Study text -
14 August 2023
Prior infection by a parasitic hookworm has been shown to protect mice from severe SARS-CoV-2 disease, offering a potential explanation as to why certain human populations seemed to fare better during the height of the Covid-19 pandemic.
“This work stemmed from an observation that certain regions in the world didn’t fare as badly from the early days of the pandemic as you would expect,” says Malaghan Institute Postdoctoral Research Fellow Dr Kerry Hilligan who collaborated with colleagues at the National Institutes of Health, USA, on the study, recently published in Science Immunology.
“Countries throughout Africa and Asia were reporting fewer cases of severe infections, such as hospitalisations or death, much less than the rest of the world. This was the case even when accounting for some confounding factors in the data and lower reporting rates.”
“What’s interesting is that these regions strongly correlate or overlap with areas where hookworm infections are endemic – consistently present within the population. We think that perhaps this endemic infection by hookworms is causing a population-wide ‘interference’ in the establishment of more severe SARS-CoV-2 viral infections.”

Phrase grounding data -
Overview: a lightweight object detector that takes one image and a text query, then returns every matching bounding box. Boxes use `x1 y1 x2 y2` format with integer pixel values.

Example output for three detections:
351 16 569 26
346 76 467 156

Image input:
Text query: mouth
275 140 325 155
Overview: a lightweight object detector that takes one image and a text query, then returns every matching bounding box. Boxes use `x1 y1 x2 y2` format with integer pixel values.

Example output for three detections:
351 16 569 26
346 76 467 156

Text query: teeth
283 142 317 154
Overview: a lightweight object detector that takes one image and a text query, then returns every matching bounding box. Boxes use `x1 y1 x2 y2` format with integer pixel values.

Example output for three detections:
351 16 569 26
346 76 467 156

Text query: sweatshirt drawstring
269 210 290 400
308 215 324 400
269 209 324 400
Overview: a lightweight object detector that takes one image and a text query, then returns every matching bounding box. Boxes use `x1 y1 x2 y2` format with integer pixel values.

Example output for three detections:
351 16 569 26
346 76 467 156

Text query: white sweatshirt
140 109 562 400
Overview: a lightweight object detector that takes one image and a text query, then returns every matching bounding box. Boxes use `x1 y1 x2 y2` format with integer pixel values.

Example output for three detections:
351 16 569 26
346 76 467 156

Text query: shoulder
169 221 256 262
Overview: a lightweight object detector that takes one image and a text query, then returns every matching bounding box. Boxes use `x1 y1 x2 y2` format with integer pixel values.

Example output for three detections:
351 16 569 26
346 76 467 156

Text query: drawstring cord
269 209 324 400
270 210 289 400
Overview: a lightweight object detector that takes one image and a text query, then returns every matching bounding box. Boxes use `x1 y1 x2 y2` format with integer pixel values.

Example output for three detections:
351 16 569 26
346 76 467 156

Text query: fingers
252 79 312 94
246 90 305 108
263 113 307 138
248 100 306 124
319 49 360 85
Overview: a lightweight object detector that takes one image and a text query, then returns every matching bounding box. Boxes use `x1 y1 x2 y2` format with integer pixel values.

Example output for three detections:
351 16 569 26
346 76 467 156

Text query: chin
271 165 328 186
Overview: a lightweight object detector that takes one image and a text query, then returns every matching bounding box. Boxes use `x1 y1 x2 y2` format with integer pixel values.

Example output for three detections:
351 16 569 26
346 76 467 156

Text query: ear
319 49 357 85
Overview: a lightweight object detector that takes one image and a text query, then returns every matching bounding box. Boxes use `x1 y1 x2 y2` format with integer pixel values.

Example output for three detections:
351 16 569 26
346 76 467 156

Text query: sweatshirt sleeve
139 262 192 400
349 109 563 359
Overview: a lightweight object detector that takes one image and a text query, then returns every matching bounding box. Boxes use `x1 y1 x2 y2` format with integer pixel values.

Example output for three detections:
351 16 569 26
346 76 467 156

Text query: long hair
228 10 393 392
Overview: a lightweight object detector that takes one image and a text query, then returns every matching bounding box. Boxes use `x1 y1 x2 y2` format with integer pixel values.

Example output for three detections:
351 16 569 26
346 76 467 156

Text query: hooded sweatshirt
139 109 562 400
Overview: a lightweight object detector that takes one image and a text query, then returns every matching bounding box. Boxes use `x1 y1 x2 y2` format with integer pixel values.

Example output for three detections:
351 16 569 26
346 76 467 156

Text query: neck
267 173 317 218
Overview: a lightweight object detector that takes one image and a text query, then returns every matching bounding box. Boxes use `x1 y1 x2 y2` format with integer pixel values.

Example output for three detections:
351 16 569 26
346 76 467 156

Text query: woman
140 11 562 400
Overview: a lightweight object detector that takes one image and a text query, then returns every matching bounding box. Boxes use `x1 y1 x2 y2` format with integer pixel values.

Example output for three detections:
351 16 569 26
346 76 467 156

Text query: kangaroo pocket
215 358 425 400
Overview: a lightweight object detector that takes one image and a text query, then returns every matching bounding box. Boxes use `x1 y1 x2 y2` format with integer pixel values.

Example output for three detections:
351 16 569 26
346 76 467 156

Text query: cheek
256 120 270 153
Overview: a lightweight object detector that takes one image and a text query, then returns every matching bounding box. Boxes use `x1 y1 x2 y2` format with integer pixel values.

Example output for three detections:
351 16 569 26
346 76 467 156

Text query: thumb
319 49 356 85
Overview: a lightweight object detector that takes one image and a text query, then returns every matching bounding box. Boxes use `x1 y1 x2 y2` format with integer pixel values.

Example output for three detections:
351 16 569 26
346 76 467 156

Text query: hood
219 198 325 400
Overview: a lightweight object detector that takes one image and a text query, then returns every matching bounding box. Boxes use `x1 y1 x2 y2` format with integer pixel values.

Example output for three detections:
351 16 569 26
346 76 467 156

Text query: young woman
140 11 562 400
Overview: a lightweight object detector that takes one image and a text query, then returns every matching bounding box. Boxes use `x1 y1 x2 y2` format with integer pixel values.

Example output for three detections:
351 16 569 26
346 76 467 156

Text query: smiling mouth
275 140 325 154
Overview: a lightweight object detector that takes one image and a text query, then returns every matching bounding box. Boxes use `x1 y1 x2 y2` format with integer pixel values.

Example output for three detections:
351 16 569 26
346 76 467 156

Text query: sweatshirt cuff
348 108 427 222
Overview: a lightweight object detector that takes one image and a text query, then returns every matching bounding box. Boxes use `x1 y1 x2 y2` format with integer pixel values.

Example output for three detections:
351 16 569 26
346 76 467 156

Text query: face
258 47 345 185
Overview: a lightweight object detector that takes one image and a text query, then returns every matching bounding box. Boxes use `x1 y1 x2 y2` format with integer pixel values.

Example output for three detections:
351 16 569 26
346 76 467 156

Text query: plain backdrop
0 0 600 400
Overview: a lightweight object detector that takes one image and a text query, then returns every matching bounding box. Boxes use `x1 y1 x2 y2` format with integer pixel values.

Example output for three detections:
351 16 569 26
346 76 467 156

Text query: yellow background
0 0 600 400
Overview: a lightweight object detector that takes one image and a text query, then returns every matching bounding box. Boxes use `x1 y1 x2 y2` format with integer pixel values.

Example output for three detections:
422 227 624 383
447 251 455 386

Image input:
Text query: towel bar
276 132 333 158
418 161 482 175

What you need to do -
- 1) According to the hookworm article, in which journal was the study recently published?
- 2) Say whether each statement agrees with the hookworm article, answering yes or no and quoting the deciding words: (a) The protective effect of prior hookworm infection was shown in mice. (b) Dr Kerry Hilligan worked with colleagues at the World Health Organization on the study. (c) Countries throughout Africa and Asia reported more severe infections than the rest of the world.
- 3) Write the next part of the hookworm article, picking up after its last sentence.

Answer set -
- 1) Science Immunology.

- 2)
(a) Yes: "Prior infection by a parasitic hookworm has been shown to protect mice from severe SARS-CoV-2 disease"
(b) No: "collaborated with colleagues at the National Institutes of Health, USA"
(c) No: "Countries throughout Africa and Asia were reporting fewer cases of severe infections, such as hospitalisations or death, much less than the rest of the world."

- 3)
‘Infection interference’ is a term used to describe the observation that in some cases people don’t get sick from more than one infectious organism at a time. This was first described for viruses in the 1960s, where it was observed that one viral infection can be accompanied by a small grace period before a person can catch something new. Most recently we’ve seen this effect in the Covid pandemic, where it is thought that people recovering from a SARS-CoV-2 infection have a few weeks of relative immunity from the other respiratory viruses (RSV, influenza) before they become susceptible again. The reasons for this phenomenon aren’t yet fully understood, but are of particular interest to Dr Hilligan.
“It’s generally accepted that as an infection activates and stimulates the immune system, there’s the additional benefit of this stimulation excluding or preventing other organisms from gaining a toe hold,” says Dr Hilligan. “What is really interesting to explore is that this effect seems to hold true regardless if it’s a virus, bacteria or a parasite in the case of Covid-19.
“What my collaborators Dr Oyebola Oyesola, Dr P’ng Loke and Dr Alan Sher at the National Institutes of Health and I wanted to know is whether we could test this effect in relation to the current pandemic and whether we’d see similar protective effects.”
The study looked at hookworm infection in the lungs of mice, as their immune system and cell biology closely mirrors our own. The collaboration found that the mice infected with hookworm were less likely to develop severe Covid symptoms and recovered from the infection much more quickly than their counterparts, even after the worms were cleared from the body.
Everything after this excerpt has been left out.